Your objective: Set out each line of the items below as a Markdown table with the columns Row and Line, numbering the rows and skipping blank lines. Leave the pictures out of the answer.

Supplied data:

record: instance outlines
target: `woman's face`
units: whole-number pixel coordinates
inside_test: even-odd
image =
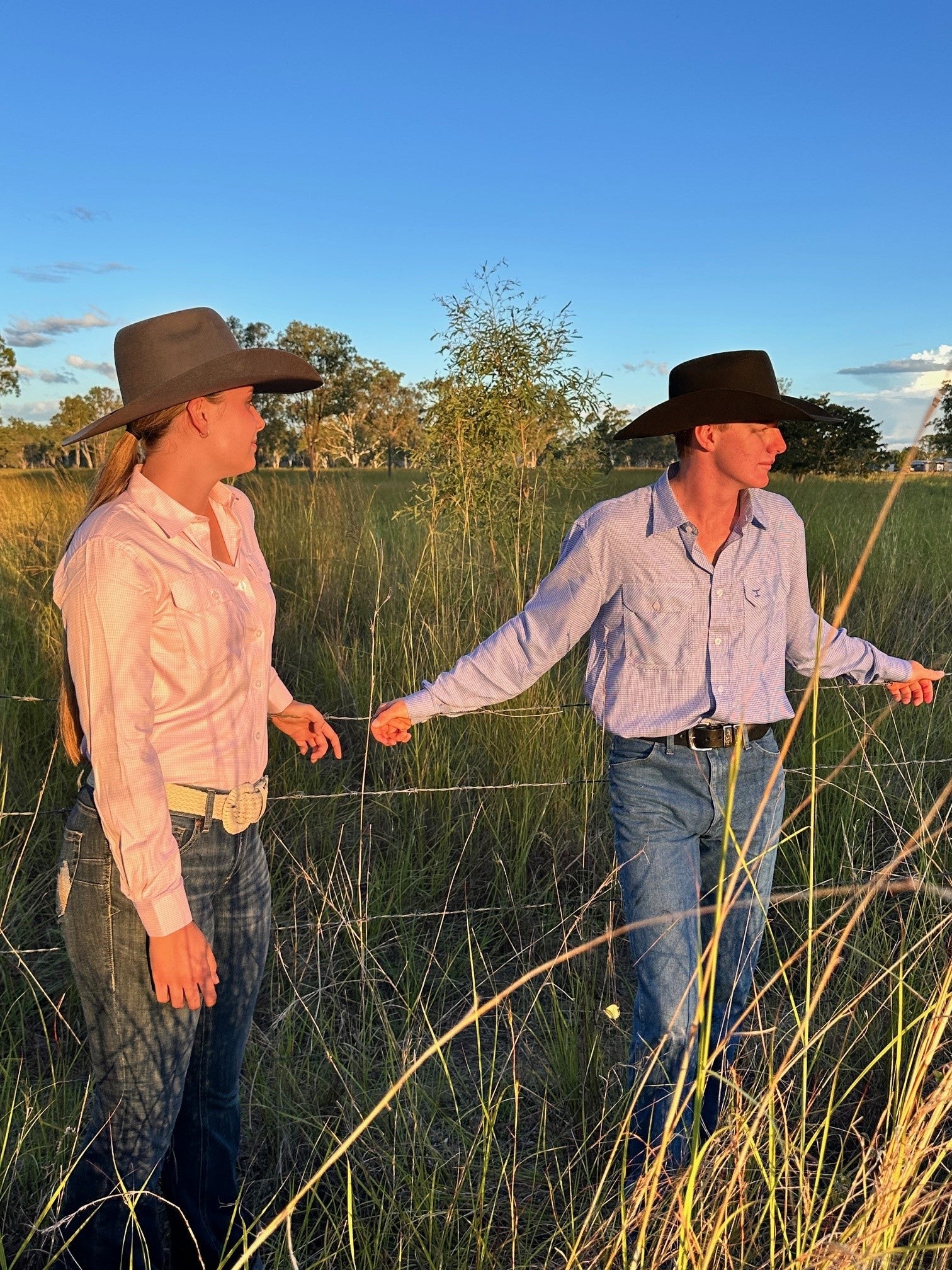
[[[240,476],[255,465],[258,433],[264,419],[251,405],[254,389],[227,389],[211,401],[208,437],[215,466],[226,476]],[[212,457],[212,456],[209,456]]]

The reply:
| Row | Line |
|---|---|
| 1 | record: instance outlines |
| 2 | target: `woman's face` |
| 3 | units: whole-number pixel coordinates |
| 4 | inside_test: even-odd |
| 5 | image = |
| 6 | [[[240,476],[255,465],[258,433],[264,419],[251,405],[254,389],[227,389],[211,401],[208,437],[215,466],[226,476]],[[212,457],[212,456],[209,456]]] |